### Given task A
From the article on reviving Bobby's Idle Hour, list every person named.
### Given task B
In the Bobby's Idle Hour article, what is the bar's new address?
### Given task C
Extend the Bobby's Idle Hour article from its last sentence.

### Text section
VOL. 44 | NO. 8 | Friday, February 21, 2020
New generation revives Music Row’s Bobby’s Idle Hour
Randall Griffith, who played keyboards for Dixiana in the 1980s, and Jan Greene, son of Grand Ole Opry legend Jack Greene, are handling renovation of the new Bobby’s Idle Hour space.
-- Photo By Tim Ghianni |The LedgerLong, brown hair framing her face, the young woman’s smile and green eyes shine as she stands by the stage at Bobby’s Idle Hour.
I ask Carolyn Lethgo to look a few weeks into the future as we try to stay out of the way of the workmen who are lovingly attempting to transport the spirit of the legendary bar – murdered by progress and closed more than a year ago – into this uncommon one-story building that increasingly is being dwarfed by the towering glass and steel of the new Music Row. Or “Condo Row” as a disenchanted “Outlaw” musician pal dubbed it before he died.
“I see me, I’m standing behind the bar, serving beer,” she says, looking into the future from our spot in front of the raw-wood beginnings of the triangular stage and across to the unfinished area where beer will be consumed, stories told, smiles and guitars swapped: Where the old tavern’s well-worn and welcoming wooden bar will support elbows and cold beer after its transplant to 9 Music Square South.

### Material supplied
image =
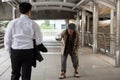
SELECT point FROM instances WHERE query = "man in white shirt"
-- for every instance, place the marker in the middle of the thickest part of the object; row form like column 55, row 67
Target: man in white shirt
column 18, row 41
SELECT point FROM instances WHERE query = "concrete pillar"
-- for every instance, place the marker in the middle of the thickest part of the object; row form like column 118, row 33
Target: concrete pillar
column 95, row 27
column 88, row 23
column 83, row 26
column 117, row 51
column 112, row 25
column 66, row 23
column 78, row 22
column 13, row 12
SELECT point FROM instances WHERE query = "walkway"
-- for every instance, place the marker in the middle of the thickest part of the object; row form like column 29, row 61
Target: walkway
column 92, row 67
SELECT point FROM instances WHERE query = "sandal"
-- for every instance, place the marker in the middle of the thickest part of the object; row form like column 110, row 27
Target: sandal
column 62, row 76
column 76, row 74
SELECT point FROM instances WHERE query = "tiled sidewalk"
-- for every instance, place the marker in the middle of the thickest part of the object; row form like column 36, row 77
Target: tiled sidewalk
column 92, row 67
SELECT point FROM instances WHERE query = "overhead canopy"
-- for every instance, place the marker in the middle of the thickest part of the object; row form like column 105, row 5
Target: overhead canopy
column 56, row 9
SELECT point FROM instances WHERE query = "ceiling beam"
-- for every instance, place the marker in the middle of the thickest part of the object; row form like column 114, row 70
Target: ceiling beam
column 13, row 3
column 82, row 2
column 53, row 3
column 107, row 3
column 53, row 8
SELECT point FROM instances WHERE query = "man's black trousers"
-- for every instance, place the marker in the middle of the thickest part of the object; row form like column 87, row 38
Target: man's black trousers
column 21, row 63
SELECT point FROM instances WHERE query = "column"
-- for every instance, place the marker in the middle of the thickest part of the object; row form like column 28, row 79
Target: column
column 95, row 27
column 13, row 12
column 117, row 51
column 78, row 22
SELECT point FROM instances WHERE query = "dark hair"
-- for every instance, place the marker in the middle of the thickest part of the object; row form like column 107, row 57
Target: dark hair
column 71, row 26
column 25, row 7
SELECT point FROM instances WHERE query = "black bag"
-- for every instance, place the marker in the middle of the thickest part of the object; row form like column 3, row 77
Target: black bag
column 37, row 54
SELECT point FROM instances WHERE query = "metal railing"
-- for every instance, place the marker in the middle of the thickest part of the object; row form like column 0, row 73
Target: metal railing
column 105, row 42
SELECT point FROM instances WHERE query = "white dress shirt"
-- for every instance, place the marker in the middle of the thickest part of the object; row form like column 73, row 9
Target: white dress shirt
column 20, row 33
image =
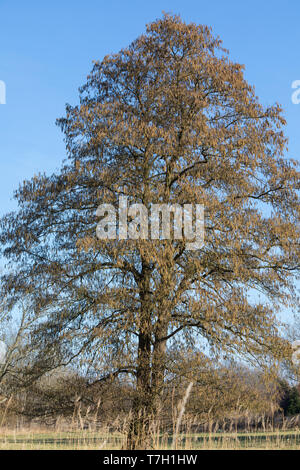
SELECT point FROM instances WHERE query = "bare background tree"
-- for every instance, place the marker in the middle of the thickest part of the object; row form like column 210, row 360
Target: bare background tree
column 170, row 119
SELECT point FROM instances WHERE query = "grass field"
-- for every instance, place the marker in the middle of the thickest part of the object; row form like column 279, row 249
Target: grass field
column 86, row 440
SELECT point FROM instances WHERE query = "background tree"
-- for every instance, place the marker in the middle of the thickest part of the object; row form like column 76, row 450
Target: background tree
column 170, row 119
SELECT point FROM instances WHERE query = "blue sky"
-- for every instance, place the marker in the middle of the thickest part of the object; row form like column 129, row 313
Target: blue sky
column 47, row 48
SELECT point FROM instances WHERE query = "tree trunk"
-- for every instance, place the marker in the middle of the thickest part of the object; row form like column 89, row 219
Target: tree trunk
column 138, row 435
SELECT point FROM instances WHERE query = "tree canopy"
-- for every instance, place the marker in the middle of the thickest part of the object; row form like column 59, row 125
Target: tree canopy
column 170, row 119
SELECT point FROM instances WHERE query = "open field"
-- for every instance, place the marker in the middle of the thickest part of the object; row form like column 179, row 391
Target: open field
column 87, row 440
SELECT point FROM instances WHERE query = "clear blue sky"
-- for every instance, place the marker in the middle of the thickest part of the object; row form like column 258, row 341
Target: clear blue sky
column 47, row 48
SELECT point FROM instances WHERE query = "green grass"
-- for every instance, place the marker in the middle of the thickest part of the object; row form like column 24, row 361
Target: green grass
column 80, row 440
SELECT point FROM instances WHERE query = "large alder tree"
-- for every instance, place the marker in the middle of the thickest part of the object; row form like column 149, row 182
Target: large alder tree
column 170, row 119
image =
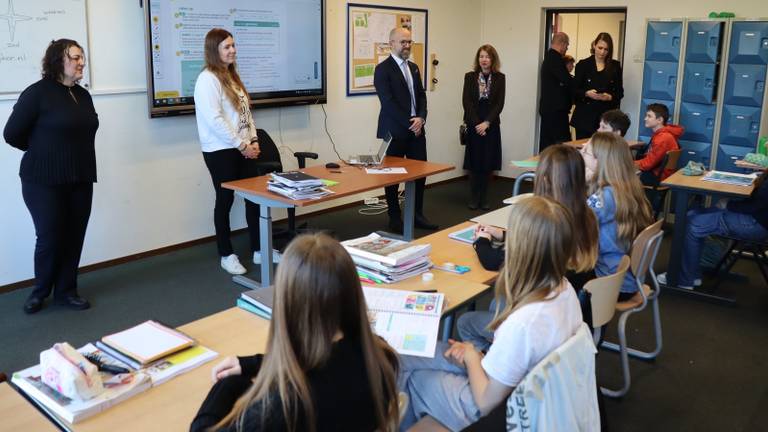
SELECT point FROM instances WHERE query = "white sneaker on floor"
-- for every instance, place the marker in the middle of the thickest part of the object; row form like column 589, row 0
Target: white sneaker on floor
column 276, row 257
column 232, row 265
column 662, row 279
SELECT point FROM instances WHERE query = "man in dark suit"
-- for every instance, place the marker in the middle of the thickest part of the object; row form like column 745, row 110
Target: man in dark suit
column 403, row 113
column 556, row 94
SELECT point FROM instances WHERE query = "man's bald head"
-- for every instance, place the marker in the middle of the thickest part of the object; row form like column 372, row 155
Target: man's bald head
column 560, row 42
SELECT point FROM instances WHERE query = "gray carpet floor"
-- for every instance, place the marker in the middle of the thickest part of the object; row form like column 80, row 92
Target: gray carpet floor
column 710, row 376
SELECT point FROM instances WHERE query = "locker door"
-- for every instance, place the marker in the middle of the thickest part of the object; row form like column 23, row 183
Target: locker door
column 698, row 120
column 699, row 82
column 659, row 80
column 728, row 155
column 740, row 125
column 745, row 85
column 703, row 44
column 641, row 129
column 663, row 41
column 694, row 151
column 749, row 42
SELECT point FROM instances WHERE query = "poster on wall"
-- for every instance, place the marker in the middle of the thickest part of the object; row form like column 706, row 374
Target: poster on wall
column 368, row 42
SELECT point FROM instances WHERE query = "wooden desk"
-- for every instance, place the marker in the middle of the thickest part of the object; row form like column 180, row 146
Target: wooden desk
column 685, row 186
column 19, row 415
column 446, row 249
column 352, row 180
column 171, row 406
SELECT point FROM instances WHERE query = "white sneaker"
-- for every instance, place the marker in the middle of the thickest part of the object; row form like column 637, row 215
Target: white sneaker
column 276, row 257
column 232, row 265
column 662, row 279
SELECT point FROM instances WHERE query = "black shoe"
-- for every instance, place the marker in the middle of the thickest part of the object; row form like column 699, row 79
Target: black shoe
column 33, row 305
column 395, row 225
column 74, row 302
column 421, row 222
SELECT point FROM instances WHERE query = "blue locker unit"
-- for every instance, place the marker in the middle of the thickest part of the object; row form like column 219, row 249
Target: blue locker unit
column 641, row 129
column 703, row 43
column 662, row 41
column 698, row 121
column 728, row 155
column 740, row 125
column 745, row 85
column 699, row 82
column 694, row 151
column 659, row 80
column 749, row 42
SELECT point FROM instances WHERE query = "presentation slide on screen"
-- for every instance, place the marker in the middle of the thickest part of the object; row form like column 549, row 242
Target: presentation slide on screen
column 279, row 44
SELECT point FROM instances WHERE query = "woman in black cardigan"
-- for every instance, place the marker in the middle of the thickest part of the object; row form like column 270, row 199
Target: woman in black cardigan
column 483, row 100
column 54, row 123
column 598, row 86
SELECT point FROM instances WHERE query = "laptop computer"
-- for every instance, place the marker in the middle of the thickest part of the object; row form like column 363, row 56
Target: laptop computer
column 372, row 160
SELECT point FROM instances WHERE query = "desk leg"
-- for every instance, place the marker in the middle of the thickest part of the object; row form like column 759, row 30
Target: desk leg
column 678, row 237
column 410, row 210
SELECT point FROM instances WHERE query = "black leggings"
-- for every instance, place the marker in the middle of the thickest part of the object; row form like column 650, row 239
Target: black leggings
column 228, row 165
column 60, row 214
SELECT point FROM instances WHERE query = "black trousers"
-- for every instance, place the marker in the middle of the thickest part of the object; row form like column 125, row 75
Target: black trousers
column 414, row 147
column 60, row 214
column 554, row 129
column 228, row 165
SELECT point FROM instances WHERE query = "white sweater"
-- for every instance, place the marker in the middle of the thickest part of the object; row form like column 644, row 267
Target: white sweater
column 219, row 124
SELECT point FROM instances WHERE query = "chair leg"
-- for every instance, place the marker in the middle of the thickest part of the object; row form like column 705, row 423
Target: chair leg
column 624, row 361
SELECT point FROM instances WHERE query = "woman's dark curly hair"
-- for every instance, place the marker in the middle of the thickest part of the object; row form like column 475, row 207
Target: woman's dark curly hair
column 53, row 61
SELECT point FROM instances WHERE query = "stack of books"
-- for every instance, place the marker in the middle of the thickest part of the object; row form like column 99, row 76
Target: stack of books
column 297, row 186
column 385, row 260
column 141, row 357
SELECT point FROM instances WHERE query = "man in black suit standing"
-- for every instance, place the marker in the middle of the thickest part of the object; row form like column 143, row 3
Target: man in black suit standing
column 403, row 113
column 556, row 94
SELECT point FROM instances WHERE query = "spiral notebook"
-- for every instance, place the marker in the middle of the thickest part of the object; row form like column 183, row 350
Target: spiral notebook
column 408, row 320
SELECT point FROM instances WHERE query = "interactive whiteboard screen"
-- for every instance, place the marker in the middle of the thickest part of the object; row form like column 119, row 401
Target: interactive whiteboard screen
column 280, row 50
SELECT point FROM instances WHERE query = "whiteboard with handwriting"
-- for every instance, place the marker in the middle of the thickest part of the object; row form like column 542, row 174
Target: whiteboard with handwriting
column 26, row 29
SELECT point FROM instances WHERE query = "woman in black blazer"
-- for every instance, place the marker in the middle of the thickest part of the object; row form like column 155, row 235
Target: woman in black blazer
column 483, row 100
column 598, row 86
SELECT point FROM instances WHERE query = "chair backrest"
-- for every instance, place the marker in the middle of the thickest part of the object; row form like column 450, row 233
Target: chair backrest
column 641, row 249
column 605, row 294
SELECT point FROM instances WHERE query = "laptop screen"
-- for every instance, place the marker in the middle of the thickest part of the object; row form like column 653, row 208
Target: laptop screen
column 384, row 146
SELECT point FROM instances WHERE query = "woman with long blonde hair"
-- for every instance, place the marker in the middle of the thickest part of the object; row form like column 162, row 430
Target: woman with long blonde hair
column 540, row 313
column 618, row 200
column 323, row 370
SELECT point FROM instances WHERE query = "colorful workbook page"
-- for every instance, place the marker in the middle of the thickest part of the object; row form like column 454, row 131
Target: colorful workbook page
column 408, row 320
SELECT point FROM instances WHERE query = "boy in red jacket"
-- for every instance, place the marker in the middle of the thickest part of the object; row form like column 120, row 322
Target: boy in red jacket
column 663, row 140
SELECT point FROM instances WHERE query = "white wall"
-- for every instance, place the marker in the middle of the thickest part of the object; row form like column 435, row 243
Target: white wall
column 517, row 29
column 153, row 188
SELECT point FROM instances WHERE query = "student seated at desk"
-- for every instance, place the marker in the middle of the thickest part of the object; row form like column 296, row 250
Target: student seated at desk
column 559, row 176
column 614, row 121
column 323, row 370
column 664, row 139
column 622, row 210
column 745, row 219
column 541, row 312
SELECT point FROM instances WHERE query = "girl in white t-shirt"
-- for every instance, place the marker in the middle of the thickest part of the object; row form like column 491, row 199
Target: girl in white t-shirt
column 541, row 312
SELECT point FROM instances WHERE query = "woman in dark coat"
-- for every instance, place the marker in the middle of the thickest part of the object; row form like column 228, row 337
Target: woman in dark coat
column 598, row 86
column 483, row 100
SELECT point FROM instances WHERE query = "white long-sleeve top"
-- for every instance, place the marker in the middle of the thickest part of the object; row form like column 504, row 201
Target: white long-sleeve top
column 220, row 125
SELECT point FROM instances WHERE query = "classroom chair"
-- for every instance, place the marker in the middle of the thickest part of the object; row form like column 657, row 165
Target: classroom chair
column 657, row 195
column 270, row 161
column 643, row 256
column 743, row 248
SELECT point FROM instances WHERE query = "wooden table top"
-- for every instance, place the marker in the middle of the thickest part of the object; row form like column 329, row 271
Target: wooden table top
column 19, row 415
column 696, row 184
column 446, row 249
column 352, row 179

### Exercise result A
Randall Griffith, Jan Greene, Jack Greene, Tim Ghianni, Carolyn Lethgo

### Exercise result B
9 Music Square South.

### Exercise result C
“If I’m not behind the bar, then Josh (Distad, her business partner in this dream venture/adventure) will be,” she says, forecasting the not-too-distant future inside this structure, while standing on the concrete floor that will be ground and polished, shiny and bare, before the new Bobby’s Idle Hour opens this spring.
This obviously wise and lovely woman “sees” herself in that near future here: Wandering around, talking to and serving customers inside the bar, or out on the back patio, which also will have a stage and where a shipping container, one side removed surgically, will serve as shelter for drinkers and smokers. Even on mystical Music Row sometimes a hard rain’s gonna fall, so this out-of-the box thinking to prepare shelter will be welcomed, indeed.
“People will be knocking back cold ones after work. Or on the way to work. And a guitar is being passed around as songwriters sing what they are working on,” says Carolyn, rich eyes traveling the future in the near-naked room where the 2-by-4 framing has only just begun.
“I hope it is going to be the one spot where people will come to see what Music Row was like,” she says, focusing faraway eyes onto the work that’s going on around us as we stand in front of the raised stage that on this day is piled with paint cans, power tools, putty guns, wire and other implements of construction.
“Maybe they’ll see what Music Row will be,” she adds, hope flashing in her eyes as she gives me a tour of her future, the saloon of her dreams and the good life that will accompany it.
Maybe, we agree, Bobby’s Idle Hour’s success in this new location will reawaken the ghosts, encouraging others to invest in retail or entertainment venues … before it’s too late and the old avenues of music become anonymous narrow passageways through canyons of soulless steel and glass, condos and businesses housing people who think Jimmy Dean is a guy who sells mediocre sausage and Little Jimmy Dickens is the kid in “A Christmas Carol.” “And what in the hell,” they may ask, “is a Ferlin Husky?”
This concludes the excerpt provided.